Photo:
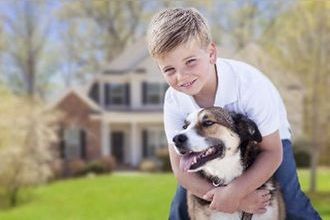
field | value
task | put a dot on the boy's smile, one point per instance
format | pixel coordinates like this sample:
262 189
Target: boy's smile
189 68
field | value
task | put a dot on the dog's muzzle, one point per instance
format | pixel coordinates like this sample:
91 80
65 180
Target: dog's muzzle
180 142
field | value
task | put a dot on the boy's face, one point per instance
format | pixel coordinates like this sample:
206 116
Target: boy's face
188 68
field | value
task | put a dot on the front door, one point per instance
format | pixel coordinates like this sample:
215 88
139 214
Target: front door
117 143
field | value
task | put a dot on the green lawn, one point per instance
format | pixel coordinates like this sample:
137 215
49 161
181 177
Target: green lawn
122 196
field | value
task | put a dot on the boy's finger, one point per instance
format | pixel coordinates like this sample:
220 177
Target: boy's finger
261 211
209 195
263 192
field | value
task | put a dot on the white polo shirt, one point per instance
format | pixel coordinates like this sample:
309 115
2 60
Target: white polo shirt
242 89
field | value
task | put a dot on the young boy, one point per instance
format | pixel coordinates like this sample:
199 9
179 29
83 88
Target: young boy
179 40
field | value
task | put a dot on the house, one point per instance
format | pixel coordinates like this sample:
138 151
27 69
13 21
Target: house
120 113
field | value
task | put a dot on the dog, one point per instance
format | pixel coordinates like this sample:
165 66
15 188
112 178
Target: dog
220 145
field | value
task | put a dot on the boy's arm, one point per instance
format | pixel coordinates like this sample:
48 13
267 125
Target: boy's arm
190 181
226 199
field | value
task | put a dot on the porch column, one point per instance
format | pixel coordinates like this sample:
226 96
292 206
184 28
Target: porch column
105 133
102 94
135 145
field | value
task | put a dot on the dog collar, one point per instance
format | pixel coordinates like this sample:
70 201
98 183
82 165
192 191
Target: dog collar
216 181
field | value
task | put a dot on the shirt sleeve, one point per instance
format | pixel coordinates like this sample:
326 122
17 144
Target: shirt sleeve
261 106
173 117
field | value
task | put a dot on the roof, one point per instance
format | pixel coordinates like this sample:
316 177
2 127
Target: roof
80 92
129 58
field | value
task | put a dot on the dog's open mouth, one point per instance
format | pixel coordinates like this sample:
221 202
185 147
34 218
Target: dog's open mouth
191 161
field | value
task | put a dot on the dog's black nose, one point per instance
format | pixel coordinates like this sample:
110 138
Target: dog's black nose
179 139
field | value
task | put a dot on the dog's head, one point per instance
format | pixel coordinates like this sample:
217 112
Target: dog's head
212 133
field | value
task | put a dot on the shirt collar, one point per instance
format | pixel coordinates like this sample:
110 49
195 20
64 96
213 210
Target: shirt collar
227 90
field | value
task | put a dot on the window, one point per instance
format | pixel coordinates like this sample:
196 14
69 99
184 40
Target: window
117 94
153 93
74 143
153 139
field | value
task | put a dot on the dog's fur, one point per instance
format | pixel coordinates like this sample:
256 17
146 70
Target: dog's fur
220 146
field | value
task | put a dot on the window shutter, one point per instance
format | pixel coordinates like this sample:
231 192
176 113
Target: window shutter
83 150
144 93
62 143
94 93
107 94
145 143
128 94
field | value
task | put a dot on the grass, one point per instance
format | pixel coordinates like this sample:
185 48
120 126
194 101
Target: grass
123 196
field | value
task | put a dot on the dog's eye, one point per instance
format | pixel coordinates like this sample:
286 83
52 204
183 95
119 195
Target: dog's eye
207 123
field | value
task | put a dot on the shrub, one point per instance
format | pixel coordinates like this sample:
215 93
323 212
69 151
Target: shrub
108 162
75 167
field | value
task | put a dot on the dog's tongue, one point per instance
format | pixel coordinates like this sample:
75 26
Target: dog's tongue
186 161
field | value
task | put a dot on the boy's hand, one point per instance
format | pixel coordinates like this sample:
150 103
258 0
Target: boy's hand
255 202
224 199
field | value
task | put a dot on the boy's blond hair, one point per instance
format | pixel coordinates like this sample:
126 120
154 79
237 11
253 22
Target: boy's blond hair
172 27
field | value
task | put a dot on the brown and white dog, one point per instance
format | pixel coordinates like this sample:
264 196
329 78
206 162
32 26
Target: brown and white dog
220 146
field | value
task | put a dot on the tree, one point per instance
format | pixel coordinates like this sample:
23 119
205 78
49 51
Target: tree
27 130
300 40
26 59
94 32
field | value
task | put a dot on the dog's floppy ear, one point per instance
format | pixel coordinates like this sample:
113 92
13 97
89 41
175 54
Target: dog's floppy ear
246 128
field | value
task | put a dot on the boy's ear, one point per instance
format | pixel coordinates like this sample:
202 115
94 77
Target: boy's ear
246 128
212 49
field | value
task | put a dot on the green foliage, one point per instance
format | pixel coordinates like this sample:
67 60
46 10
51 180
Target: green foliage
27 131
125 196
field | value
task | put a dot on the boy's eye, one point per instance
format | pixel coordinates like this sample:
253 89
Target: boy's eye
207 123
169 71
191 62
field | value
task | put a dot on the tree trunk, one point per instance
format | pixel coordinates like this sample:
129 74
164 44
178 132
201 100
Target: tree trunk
13 196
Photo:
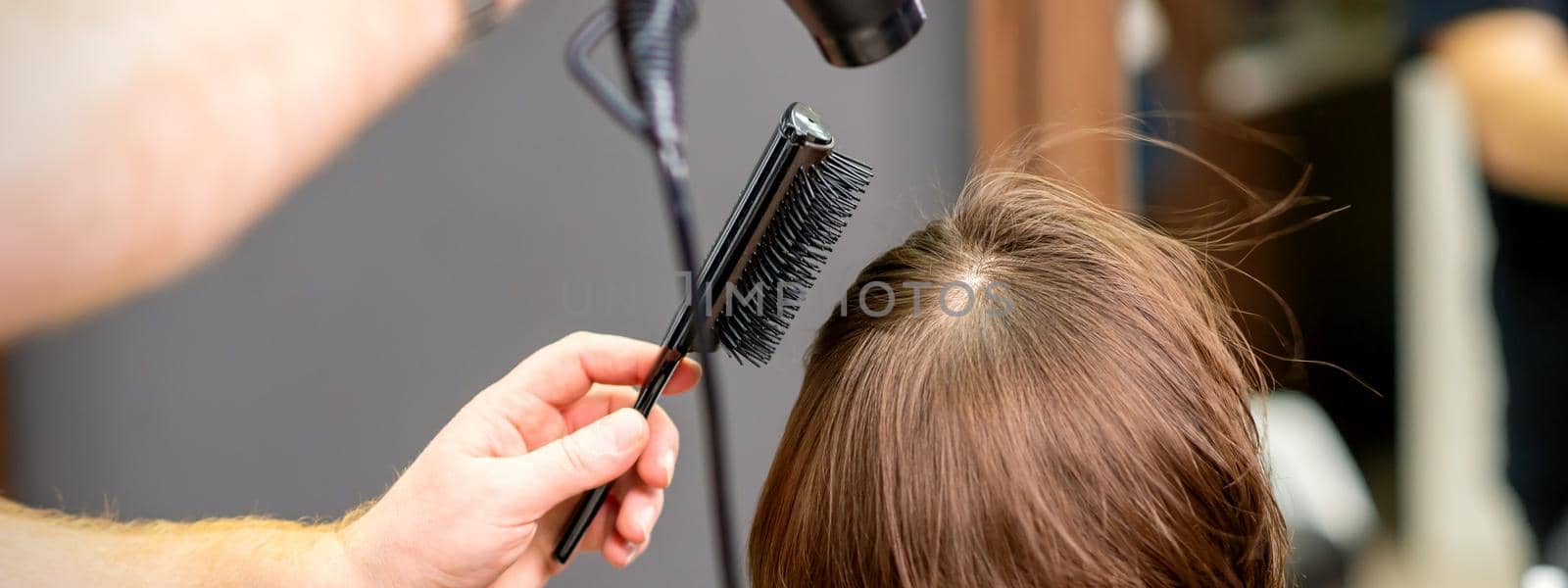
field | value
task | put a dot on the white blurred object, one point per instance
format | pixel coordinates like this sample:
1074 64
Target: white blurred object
1313 60
1142 35
1544 577
1316 480
1460 524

------------------------------------

▶ **Work to be completed**
None of the pictures should be copied, but every record above must be restated in full.

▶ **Reply to the exercise**
Photo:
field | value
task | put a dot on the boy's smile, one point per instance
format | pixel coordinates like this sample:
262 189
Target: boy's smile
189 68
field | value
task | put a dot on the dog's muzzle, one point per instance
format | pixel coordinates like this sample:
91 80
65 180
Target: dog's muzzle
180 142
field | value
task | put a dot on the boy's face, one point per instance
format | pixel coordinates like this sample:
206 116
Target: boy's face
188 68
field | value
task | put a dot on the front door, one point per instance
format | pixel coordinates like this sample:
215 88
139 214
Target: front door
117 143
field | value
task | put a dot on the green lawn, one point per instance
format | pixel coordinates like this sample:
137 215
49 161
181 177
Target: green lawn
122 196
field | value
task | put a dot on the boy's finger, one point per instance
format | pixel coordinates like this sample:
220 177
Target: boy's finger
261 211
209 195
263 192
field | value
task | put a dot on the white polo shirt, one point per instance
format | pixel coordinates like this sample:
309 115
2 60
Target: white polo shirt
242 89
field | value
task | put a dot on the young boy, one point per instance
format | pixel coordinates like this sample:
199 9
179 29
83 88
Target: young boy
179 40
field | value
task | put a dot on the house, one point per instance
format | pixel coordinates like this sample:
138 151
27 69
13 21
Target: house
120 113
field | value
task | put a dot on the dog, one point per instance
format | pixel coordinates like this sample:
165 66
15 188
112 178
Target: dog
220 145
field | value
task | put a dot on the boy's arm, one point per instance
format | pixel coordinates like this sample:
48 13
267 125
Target: boy's arm
190 181
226 199
field | value
task | put a dot on the porch column, one point per instance
format | pixel coordinates like this sample:
226 96
292 206
184 28
Target: porch column
105 133
102 94
135 145
field | value
task | put a dot on the dog collar, one point per instance
format | pixel coordinates like this sample:
70 201
98 183
82 165
192 191
Target: dog collar
216 181
field | value
task | put a dot on the shirt sleeve, one point per instance
format | pixel coordinates like this sample:
326 122
17 144
Target: shirt sleeve
261 106
173 117
field | value
task | put a dot on the roof, one point per instance
format | pixel coordinates like this sample:
316 177
2 127
Target: roof
80 92
129 58
field | value
task | put a dot on the dog's open mouth, one point per instance
format | pixel coordinates like this sample:
221 202
185 147
34 218
Target: dog's open mouth
191 161
field | value
task | put a dot on the dog's black nose, one point per instance
format | pixel coordinates like this sample:
110 138
Target: dog's black nose
179 139
field | value
task | put a dot on the dog's head, one point per instance
format | pixel coordinates like this sample:
217 112
Target: dog's head
212 133
field | value
task | put a dot on the shirt collar, one point per instance
format | pixel coordinates like this sample:
110 49
195 20
64 96
213 210
Target: shirt collar
227 90
field | value
task | put a dot on the window, one point per instance
format | pixel coordinates like this sample:
196 14
69 99
184 40
Target: window
117 94
153 93
74 143
153 139
field | value
task | put a dot on the dog's fur, one point per instance
format | pixel coordinates like this sample:
256 17
146 70
Target: dog's fur
220 146
field | value
task | put a dot on the window shutter, one point per instance
format | pixel coordinates like this sample:
231 192
176 113
Target: window shutter
83 150
144 93
62 143
94 93
107 94
145 143
128 94
field | value
task | put a dot on the grass, one point per instance
format | pixel coordinates like this sample:
185 48
120 126
194 101
Target: grass
123 196
field | value
task | put a dot on the dog's eye, one point per instance
format | pixel coordinates like this sample:
286 83
52 204
183 95
119 195
Target: dog's eye
207 123
field | value
task | put a dot on the shrub, one point per instance
format | pixel coordinates like this sample:
215 93
323 212
69 151
Target: shrub
108 162
75 167
field | value
task | put a dot on the dog's tongue, one point per instance
format | pixel coordinates like this sample:
75 26
Target: dog's tongue
186 161
field | value
task | put a dot on the boy's hand, one point per instance
format | pixel coordinates like this sample:
150 103
258 0
Target: boy's hand
255 202
224 199
field | value
task | put a dot on the boy's blond hair, one point per instance
format | pixel coordinates like this sample:
126 120
154 79
237 11
253 22
Target: boy's blond hair
172 27
field | value
task | put a dot on the brown and white dog, one point per instance
format | pixel coordinates like this sample:
264 196
329 78
206 162
32 26
Target: brown and white dog
220 146
field | value
task | put a dot on the tree, one point per instance
format | pixel coordinates like this sample:
23 119
205 78
49 51
Target: tree
27 130
300 40
26 59
94 32
field | value
task | put a dot on the dog's floppy ear, one point per instance
format | pixel coordinates like this sample:
113 92
13 97
89 41
175 54
Target: dog's floppy ear
246 128
field | value
task | put a dot on the boy's ear, one point per instance
format | pixel coordinates like this sample:
202 115
94 77
Target: boy's ear
246 128
212 49
field | value
task | put a dot on the green foliage, one point per instance
format | pixel coordinates like this sample:
67 60
46 10
51 180
Target: green foliage
27 131
125 196
field | value
task | put a dot on the boy's eye, one point per instance
format | pixel coordinates like this sample:
253 89
Target: boy's eye
207 123
169 71
191 62
field | value
task | put a dot on the tree trunk, one point per instance
format | pixel coordinates like this sample:
129 74
164 44
178 132
201 100
Target: tree trunk
13 196
Photo:
field | value
task | put a dot on the white blurred object, one point per instance
format | pixel coordinates like this sample:
1074 64
Target: white blurred object
1313 60
1142 35
1544 577
1316 480
1460 524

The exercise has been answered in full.